## INPUT DATA:
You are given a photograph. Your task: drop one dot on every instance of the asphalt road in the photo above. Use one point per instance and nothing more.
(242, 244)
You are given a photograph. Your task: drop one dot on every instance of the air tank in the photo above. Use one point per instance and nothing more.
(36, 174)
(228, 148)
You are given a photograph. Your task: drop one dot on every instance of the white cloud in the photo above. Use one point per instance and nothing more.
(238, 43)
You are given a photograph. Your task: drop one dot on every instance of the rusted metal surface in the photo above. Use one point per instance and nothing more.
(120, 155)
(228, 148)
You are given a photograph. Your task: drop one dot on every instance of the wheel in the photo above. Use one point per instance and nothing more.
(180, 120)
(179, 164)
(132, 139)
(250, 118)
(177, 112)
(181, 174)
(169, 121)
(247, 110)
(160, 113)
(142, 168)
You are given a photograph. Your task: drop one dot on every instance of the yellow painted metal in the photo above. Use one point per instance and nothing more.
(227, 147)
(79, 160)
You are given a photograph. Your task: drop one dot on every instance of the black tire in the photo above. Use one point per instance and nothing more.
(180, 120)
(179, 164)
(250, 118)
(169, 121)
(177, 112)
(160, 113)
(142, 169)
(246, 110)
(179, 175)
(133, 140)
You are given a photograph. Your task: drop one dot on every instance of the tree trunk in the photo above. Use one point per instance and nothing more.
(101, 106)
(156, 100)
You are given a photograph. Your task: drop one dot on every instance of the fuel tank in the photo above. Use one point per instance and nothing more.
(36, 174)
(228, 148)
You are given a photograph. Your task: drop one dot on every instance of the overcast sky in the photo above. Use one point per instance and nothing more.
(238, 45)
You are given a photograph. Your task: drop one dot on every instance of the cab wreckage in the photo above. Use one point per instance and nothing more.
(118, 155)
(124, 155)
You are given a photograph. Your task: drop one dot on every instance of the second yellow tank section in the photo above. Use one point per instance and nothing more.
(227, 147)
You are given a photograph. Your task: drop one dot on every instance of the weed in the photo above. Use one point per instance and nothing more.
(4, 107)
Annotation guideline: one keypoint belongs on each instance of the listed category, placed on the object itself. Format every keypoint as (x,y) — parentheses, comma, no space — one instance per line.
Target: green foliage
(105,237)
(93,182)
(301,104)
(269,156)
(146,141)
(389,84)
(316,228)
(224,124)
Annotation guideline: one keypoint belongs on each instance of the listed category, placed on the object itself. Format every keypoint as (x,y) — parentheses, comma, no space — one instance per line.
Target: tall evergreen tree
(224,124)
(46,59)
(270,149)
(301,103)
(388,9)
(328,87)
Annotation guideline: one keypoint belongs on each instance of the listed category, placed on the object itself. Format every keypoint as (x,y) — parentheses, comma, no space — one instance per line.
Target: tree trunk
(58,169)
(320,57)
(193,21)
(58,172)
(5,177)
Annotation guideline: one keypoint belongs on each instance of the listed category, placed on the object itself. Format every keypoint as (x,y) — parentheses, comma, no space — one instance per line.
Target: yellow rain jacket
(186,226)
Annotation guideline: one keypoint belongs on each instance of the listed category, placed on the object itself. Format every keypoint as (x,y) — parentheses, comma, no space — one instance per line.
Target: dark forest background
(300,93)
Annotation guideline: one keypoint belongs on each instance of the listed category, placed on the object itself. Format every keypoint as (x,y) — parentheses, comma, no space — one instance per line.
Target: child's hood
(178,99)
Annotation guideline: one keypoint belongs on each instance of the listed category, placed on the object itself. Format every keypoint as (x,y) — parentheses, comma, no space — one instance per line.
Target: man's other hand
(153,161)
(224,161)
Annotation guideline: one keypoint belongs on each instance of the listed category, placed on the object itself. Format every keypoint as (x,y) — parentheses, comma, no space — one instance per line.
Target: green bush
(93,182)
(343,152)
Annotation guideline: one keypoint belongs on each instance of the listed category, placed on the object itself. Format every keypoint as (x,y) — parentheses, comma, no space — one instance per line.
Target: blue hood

## STATED TASK:
Each record above should be repeated exactly as it appears.

## RESULT OF THIS TASK:
You are given a photograph. Your task: drop one dot on every instance of the asphalt road in the photo above. Use one point per instance and nothing more.
(242, 244)
You are given a photograph. Your task: drop one dot on every instance of the air tank in the photo above. Use one point per instance and nothing more.
(36, 174)
(228, 148)
You are given a photograph. Your task: drop one dot on every instance of the white cloud in the photo above. Use one point per instance and nothing more.
(238, 43)
You are given a photograph. Your task: drop one dot on every instance of the rusted metal surface in the photo above. Use one point per instance and nothing more.
(120, 155)
(228, 148)
You are given a photograph. Your task: drop one dot on every instance of the wheel in the photo above. Use one point per instance and nothing more.
(180, 120)
(179, 164)
(132, 139)
(250, 118)
(177, 112)
(181, 174)
(169, 121)
(247, 110)
(160, 113)
(142, 168)
You are given a photograph. Your task: drop one dot on every instance of the yellow painted metal in the photo above. Use one point per instance and nothing more.
(227, 147)
(79, 160)
You are given a photograph. Your task: drop one dot on every instance of the black tire in the photo above. Use one point per instance and nothing more.
(180, 120)
(179, 164)
(250, 118)
(169, 121)
(177, 112)
(160, 113)
(142, 169)
(246, 110)
(179, 175)
(133, 140)
You are given a photograph. Your task: drop one dot on every instance of the tree trunk in the photo above. Use one point per instance and nothing more.
(101, 106)
(156, 100)
You are given a photograph. Your task: drop one dot on every instance of the fuel tank in the photo above. Use one point per instance and nothing more.
(36, 174)
(228, 148)
You are given a photograph. Your task: drop one dot on every instance of the overcast sky in the photo above. Use one point per instance and nothing more.
(238, 45)
You are given a photograph. Your task: drop one dot on every instance of the cab wreckage in the photo above. Use one point per instance and nothing more.
(118, 155)
(124, 155)
You are given a photograph. Your task: drop one dot on every instance of the second yellow tank section in the photo above. Use one point per instance and nothing more.
(227, 147)
You are given a photograph. Your task: drop one dot on every instance of the weed in the photo above. Use one point per instance and nothing more.
(4, 107)
Annotation guideline: one keypoint belongs on each instance of the listed category, placed on the object itself. Format every keypoint as (x,y) — parentheses, comma, no space — one instance per line.
Target: green foliage
(105,237)
(93,182)
(301,104)
(269,156)
(146,141)
(389,84)
(316,228)
(224,124)
Annotation guideline: one keypoint belongs on each instance of the listed category, placed on the object itself. Format every keypoint as (x,y) — parentheses, comma, no space — one instance per line.
Target: tall evergreen tree
(224,124)
(46,59)
(270,149)
(301,103)
(388,9)
(328,87)
Annotation guideline: one keypoint belongs on each instance of the listed category, placed on the object itself. Format every keypoint as (x,y) — parentheses, comma, no space — one instance per line.
Target: tree trunk
(58,169)
(320,57)
(193,21)
(58,172)
(5,177)
Annotation guideline: one keypoint belongs on each instance of the listed category, placed on the object itself. Format every keypoint as (x,y) — parentheses, comma, no space — one instance per line.
Target: yellow rain jacket
(186,226)
Annotation guideline: one keypoint belongs on each instance of the listed category, placed on the object itself. Format every keypoint as (x,y) — parentheses, comma, no space — one instance per line.
Target: dark forest background
(300,93)
Annotation guideline: one keypoint belongs on each instance of the listed category, placed on the object itself. Format every keypoint as (x,y) — parentheses, comma, no space — one instance per line.
Target: child's hood
(178,99)
Annotation guideline: one keypoint belongs on each instance of the listed category, placed on the object itself. Format every keypoint as (x,y) — parentheses, comma, no space — one instance per line.
Target: man's other hand
(153,161)
(224,161)
Annotation guideline: one keypoint belongs on each instance of the listed category, placed on the object itself. Format every keypoint as (x,y) — parentheses, comma, no space — one instance per line.
Target: green bush
(93,182)
(343,152)
Annotation guideline: one keypoint belongs on each instance of the listed category, placed on the object itself. Format every keypoint as (x,y) — parentheses, comma, no space — one instance per line.
Target: blue hood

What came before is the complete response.